*DOCUMENT:*
-- start --
Tenderly combining poetry with confessional observations, Arlo Parks quickly proved that she is a prodigy with a pen, and her debut Collapsed in Sunbeams was undeniably one of the most anticipated albums of 2021. As a natural empath who is able to transport the listener to another world with her words much in the way Bob Ross does with a paintbrush, it’s no surprise that Arlo Parks has been able to capture our hearts so quickly. From the perspective of a young queer heart trapped in a forbidden romance in “Green Eyes”, to the liberation that comes from stepping away from something that no longer serves you in “Just Go”, and the doubts you find yourself overthinking whilst in the grips of depression in “For Violet”, Collapsed in Sunbeams is an exercise in learning how to deal with the fluctuations of human nature. The lesson to be taken from it all is that no matter how much light you put out into the world, there will always be an element of darkness, and your perspective is key to navigating it all.
-- end --
*MATERIAL SHOWN:*
-- start --
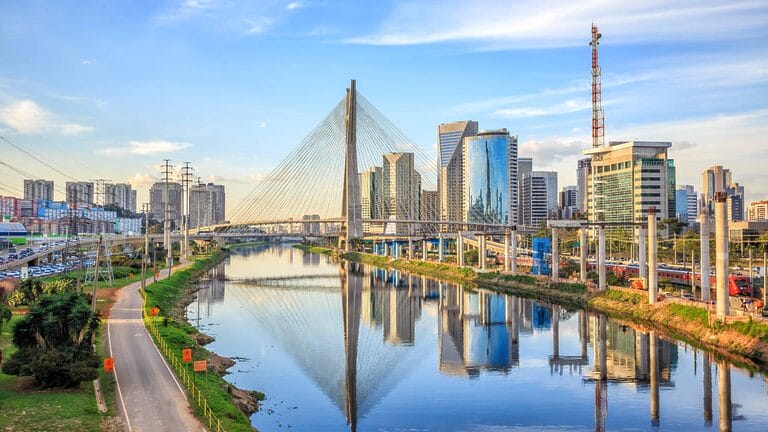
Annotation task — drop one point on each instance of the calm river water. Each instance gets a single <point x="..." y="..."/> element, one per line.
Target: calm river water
<point x="345" y="347"/>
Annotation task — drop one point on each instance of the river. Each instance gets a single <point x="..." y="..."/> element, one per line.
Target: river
<point x="347" y="347"/>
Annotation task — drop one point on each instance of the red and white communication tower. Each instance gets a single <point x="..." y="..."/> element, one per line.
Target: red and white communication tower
<point x="598" y="120"/>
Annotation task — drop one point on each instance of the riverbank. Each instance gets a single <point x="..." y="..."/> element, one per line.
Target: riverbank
<point x="745" y="343"/>
<point x="229" y="404"/>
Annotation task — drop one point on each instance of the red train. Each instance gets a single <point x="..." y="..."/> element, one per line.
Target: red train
<point x="737" y="284"/>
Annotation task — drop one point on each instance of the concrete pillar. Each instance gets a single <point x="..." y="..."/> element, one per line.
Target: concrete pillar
<point x="601" y="335"/>
<point x="642" y="260"/>
<point x="555" y="331"/>
<point x="506" y="251"/>
<point x="440" y="247"/>
<point x="707" y="383"/>
<point x="706" y="288"/>
<point x="724" y="395"/>
<point x="601" y="257"/>
<point x="654" y="379"/>
<point x="481" y="254"/>
<point x="555" y="255"/>
<point x="653" y="273"/>
<point x="513" y="264"/>
<point x="721" y="247"/>
<point x="583" y="254"/>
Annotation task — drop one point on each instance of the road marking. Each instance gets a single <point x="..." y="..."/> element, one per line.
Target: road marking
<point x="117" y="381"/>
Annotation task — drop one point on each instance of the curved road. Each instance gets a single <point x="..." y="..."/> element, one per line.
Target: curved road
<point x="149" y="397"/>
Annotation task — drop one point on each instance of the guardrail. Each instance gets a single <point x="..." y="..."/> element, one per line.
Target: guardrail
<point x="178" y="366"/>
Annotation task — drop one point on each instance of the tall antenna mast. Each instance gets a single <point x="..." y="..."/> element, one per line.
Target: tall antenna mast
<point x="598" y="118"/>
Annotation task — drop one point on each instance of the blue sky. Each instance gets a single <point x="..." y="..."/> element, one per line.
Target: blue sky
<point x="107" y="89"/>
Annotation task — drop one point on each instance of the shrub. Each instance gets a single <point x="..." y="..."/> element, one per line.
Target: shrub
<point x="54" y="342"/>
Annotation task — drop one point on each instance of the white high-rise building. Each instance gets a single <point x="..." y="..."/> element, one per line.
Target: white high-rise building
<point x="539" y="197"/>
<point x="450" y="138"/>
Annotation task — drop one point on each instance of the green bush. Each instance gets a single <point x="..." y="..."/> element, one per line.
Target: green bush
<point x="54" y="342"/>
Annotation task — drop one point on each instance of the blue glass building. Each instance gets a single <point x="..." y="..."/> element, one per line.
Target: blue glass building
<point x="490" y="178"/>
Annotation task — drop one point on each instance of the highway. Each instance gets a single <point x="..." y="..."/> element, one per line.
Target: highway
<point x="149" y="396"/>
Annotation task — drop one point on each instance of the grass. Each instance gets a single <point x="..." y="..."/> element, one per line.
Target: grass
<point x="751" y="328"/>
<point x="25" y="408"/>
<point x="165" y="294"/>
<point x="625" y="297"/>
<point x="690" y="313"/>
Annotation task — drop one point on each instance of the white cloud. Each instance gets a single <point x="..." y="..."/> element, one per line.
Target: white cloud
<point x="295" y="5"/>
<point x="144" y="148"/>
<point x="566" y="107"/>
<point x="27" y="117"/>
<point x="142" y="181"/>
<point x="528" y="23"/>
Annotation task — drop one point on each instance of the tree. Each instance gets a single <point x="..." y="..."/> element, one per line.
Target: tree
<point x="54" y="342"/>
<point x="5" y="315"/>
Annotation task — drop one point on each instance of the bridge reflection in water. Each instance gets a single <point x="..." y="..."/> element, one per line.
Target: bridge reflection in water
<point x="356" y="336"/>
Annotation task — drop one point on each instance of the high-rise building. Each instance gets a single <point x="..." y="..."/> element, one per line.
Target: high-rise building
<point x="121" y="195"/>
<point x="627" y="179"/>
<point x="757" y="211"/>
<point x="524" y="165"/>
<point x="157" y="200"/>
<point x="400" y="185"/>
<point x="80" y="194"/>
<point x="539" y="197"/>
<point x="490" y="177"/>
<point x="718" y="179"/>
<point x="371" y="197"/>
<point x="206" y="205"/>
<point x="40" y="190"/>
<point x="568" y="200"/>
<point x="450" y="137"/>
<point x="686" y="204"/>
<point x="582" y="179"/>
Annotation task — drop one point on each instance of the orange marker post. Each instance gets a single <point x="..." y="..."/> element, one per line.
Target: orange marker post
<point x="109" y="364"/>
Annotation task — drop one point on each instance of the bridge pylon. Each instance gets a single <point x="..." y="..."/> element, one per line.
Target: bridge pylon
<point x="350" y="207"/>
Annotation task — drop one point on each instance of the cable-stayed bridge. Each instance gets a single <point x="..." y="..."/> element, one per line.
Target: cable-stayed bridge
<point x="319" y="183"/>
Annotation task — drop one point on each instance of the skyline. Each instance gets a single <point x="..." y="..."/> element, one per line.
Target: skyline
<point x="233" y="87"/>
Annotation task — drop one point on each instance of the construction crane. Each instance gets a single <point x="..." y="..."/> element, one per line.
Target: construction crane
<point x="598" y="119"/>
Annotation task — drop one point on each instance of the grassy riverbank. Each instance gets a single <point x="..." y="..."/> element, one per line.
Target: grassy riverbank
<point x="178" y="334"/>
<point x="743" y="342"/>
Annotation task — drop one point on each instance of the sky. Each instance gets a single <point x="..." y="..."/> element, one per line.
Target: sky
<point x="108" y="89"/>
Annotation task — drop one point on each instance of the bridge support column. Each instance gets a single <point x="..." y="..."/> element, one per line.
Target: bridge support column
<point x="555" y="255"/>
<point x="654" y="379"/>
<point x="506" y="251"/>
<point x="601" y="257"/>
<point x="724" y="395"/>
<point x="481" y="256"/>
<point x="721" y="248"/>
<point x="642" y="263"/>
<point x="513" y="264"/>
<point x="653" y="271"/>
<point x="704" y="249"/>
<point x="583" y="254"/>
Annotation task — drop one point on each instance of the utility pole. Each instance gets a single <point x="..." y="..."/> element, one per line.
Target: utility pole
<point x="167" y="170"/>
<point x="96" y="273"/>
<point x="145" y="256"/>
<point x="186" y="181"/>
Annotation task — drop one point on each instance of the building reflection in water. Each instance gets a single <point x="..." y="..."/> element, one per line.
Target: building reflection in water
<point x="478" y="331"/>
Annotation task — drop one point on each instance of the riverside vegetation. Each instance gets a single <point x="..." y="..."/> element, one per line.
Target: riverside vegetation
<point x="745" y="343"/>
<point x="230" y="404"/>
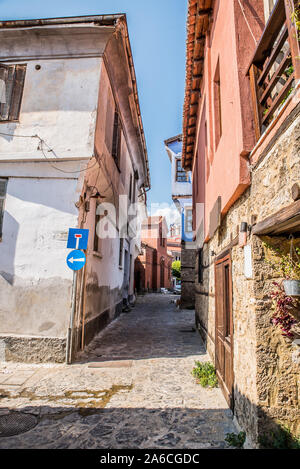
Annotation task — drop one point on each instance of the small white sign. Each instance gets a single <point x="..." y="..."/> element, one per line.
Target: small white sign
<point x="248" y="261"/>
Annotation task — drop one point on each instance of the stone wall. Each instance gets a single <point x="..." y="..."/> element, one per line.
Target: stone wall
<point x="266" y="365"/>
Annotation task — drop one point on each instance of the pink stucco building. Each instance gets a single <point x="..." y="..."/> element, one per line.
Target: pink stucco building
<point x="241" y="142"/>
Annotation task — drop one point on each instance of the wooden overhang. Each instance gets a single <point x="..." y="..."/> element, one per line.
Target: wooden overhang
<point x="199" y="12"/>
<point x="283" y="222"/>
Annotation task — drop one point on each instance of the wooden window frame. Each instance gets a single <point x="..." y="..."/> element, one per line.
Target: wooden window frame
<point x="15" y="79"/>
<point x="116" y="140"/>
<point x="186" y="220"/>
<point x="217" y="105"/>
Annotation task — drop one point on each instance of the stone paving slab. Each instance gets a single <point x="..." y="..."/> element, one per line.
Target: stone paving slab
<point x="131" y="388"/>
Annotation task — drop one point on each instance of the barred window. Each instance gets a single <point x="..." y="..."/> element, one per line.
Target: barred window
<point x="3" y="185"/>
<point x="116" y="143"/>
<point x="11" y="90"/>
-- end --
In the passage on Arlo Parks, which song portrays a young queer heart trapped in a forbidden romance?

"Green Eyes"